Input:
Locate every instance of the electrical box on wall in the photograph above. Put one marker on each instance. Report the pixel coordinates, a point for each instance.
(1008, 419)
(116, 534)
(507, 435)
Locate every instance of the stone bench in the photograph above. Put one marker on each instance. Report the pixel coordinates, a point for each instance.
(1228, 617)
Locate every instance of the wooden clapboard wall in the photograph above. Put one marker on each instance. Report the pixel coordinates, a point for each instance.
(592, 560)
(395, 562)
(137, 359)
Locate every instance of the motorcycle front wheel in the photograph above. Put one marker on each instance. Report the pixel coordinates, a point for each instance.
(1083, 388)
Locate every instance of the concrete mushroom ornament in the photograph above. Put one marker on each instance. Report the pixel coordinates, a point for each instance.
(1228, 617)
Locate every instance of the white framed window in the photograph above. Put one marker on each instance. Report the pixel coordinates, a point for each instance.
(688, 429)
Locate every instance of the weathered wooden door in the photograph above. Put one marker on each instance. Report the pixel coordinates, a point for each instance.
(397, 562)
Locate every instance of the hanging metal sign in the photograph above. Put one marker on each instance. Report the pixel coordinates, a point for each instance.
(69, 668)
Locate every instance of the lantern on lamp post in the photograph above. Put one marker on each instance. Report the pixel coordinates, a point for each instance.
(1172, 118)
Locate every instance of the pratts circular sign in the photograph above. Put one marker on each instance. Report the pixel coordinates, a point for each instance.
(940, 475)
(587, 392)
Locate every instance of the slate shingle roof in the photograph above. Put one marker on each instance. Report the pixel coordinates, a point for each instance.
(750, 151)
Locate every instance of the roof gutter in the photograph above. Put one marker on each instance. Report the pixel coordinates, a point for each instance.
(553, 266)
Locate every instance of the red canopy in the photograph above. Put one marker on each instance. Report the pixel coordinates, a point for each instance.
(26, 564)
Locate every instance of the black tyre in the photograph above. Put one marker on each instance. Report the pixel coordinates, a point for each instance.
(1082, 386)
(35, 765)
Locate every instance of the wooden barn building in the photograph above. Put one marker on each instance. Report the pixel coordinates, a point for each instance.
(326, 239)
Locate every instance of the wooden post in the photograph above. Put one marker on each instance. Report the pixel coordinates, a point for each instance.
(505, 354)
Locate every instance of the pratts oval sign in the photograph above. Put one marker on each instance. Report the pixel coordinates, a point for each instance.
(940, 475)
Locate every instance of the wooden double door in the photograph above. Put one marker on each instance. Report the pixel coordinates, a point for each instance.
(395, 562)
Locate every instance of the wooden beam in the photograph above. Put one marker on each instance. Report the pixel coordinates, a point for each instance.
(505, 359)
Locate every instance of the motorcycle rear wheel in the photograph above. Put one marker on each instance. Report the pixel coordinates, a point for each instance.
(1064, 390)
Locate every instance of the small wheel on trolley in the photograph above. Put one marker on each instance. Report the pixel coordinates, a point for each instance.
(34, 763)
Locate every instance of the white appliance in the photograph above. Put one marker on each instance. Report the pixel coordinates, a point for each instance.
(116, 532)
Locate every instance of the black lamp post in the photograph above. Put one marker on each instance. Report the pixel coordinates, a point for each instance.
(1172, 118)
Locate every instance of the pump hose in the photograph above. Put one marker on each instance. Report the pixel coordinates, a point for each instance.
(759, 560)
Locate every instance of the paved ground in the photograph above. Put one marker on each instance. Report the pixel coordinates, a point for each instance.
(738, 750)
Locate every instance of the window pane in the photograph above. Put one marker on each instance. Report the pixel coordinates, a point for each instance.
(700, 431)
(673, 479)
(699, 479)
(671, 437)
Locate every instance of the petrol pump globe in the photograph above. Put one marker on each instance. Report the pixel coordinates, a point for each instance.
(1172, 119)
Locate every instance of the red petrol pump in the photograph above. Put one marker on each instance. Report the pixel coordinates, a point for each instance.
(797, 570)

What the exercise asks:
Using the listing above, reproduce each line without omission.

Response for this exercise:
Locate every instance of the electrical box on wall in the photograph above. Put one marker on each instance. Report the pixel coordinates, a point for each instance.
(1008, 419)
(116, 534)
(507, 435)
Locate every instance of the stone bench in the photograph above. Put one marker on each instance. Report the pixel coordinates, a point for each instance.
(1228, 617)
Locate every instance of the wooden clapboard wall in the photograph above. Put one marker on each instance. Report the pixel coordinates, a point for each instance.
(592, 560)
(395, 562)
(137, 359)
Locate every instance of the motorcycle front wheel in the photograph above. Put one marker on each instance. Report the pixel coordinates, a point for each instance.
(1083, 388)
Locate every instance of the concrete mushroom ornament in the photograph above. Put one marker on each instance. Report the pixel coordinates, a point for each instance.
(1228, 617)
Locate every instance of the white framed window in the photograph above. Put one marker on each instance. Report the pixel coordinates, a point for each instance.
(688, 429)
Locate every instance of the weathered wooden door in the photograph above. Put one marker on each instance. Report the pixel coordinates, a point for each instance.
(397, 562)
Locate every instance of the hanging metal sign in the photograph above. Put one marker on each instance. Report the pixel coordinates, a point for each instance.
(69, 668)
Locate every instance of the lantern on lamp post in the photograph above. Put one marker on each instance. Report the pixel coordinates, a point for each instance.
(1172, 118)
Locate every instance of the pratts circular sign in the photograph above. Put one marker on each instance. Report the pixel coordinates, a point for each instance.
(940, 475)
(587, 392)
Locate every instance of the slate shingle roof in the photograph above. Put one marker on each instance. Report the pixel coordinates, a point for each instance.
(750, 151)
Locate every instance of the roof gutter in the photograph above. Put one marker on each instance. Report the pixel coordinates, a point for each instance.
(553, 266)
Locate every instance of the red canopy in the photograph above. Put one marker on each instance. Report the pixel coordinates, a point for each instance.
(26, 564)
Locate every instance of the black tyre in the photograph above. Put one marker on each instance. Report the pixel coordinates, a point for each instance.
(1082, 386)
(35, 765)
Locate every instance of the wooden barn building in the photograph above. Put one marker on each instance. Report the pixel coordinates, a point for each instance.
(326, 239)
Locate every instance of the wooden post in the photograph above. Put one marker on each instance. Report the pixel coordinates, a point for each instance.
(505, 354)
Locate every instance of the pratts oval sign in the photograph above. Put one marker on each instance. Report the pixel coordinates, a point for each instance.
(940, 475)
Locate every instance of the wooden double door in the photograph above. Put one marker on each instance. Report the pixel coordinates, a point for each instance.
(395, 562)
Locate every instance of the wooden beam in the photograph above. Put one marker on each instance. Report the pixel coordinates, a point for each instance.
(505, 359)
Locate every instance of the motorcycle rear wheel in the photograph above. Put one marker on each instance. Report the pixel coordinates, a point for each instance.
(1064, 390)
Locate every instance of the small wheel on trolley in the photograph above. Put one marker on each instance. Report the pixel coordinates, a point for each instance.
(34, 763)
Locate every instance of the white appliance in the photograph above. Put one marker on each instance. Report the pixel coordinates, a point for each instance.
(116, 532)
Locate every instance of the black lamp post in the photograph above. Put one marker on each instance. Report the pixel coordinates, a point for each instance.
(1172, 118)
Locate every instance of the pump hose in the photograph above. Put one marker on each instance. Report the pixel coordinates, a point for each instance.
(759, 560)
Locate every instance of the paved ground in the photograph above. Put one marker on each instance. Report the pixel coordinates, a point for each instance.
(738, 750)
Locate every instance of the window pane in the photograph above. Put one marker on each instance. Report the pixel coordinates, a point for each instance.
(700, 431)
(673, 479)
(699, 479)
(671, 437)
Locate every instance of the petrol pump globe in the photograph above. Put one marker on each instance. Report the pixel coordinates, a point for each instance.
(1172, 119)
Locate every instance of the red petrol pump in the photograph above. Put one marker on each instance. Report the pixel coordinates, a point for each instance.
(797, 570)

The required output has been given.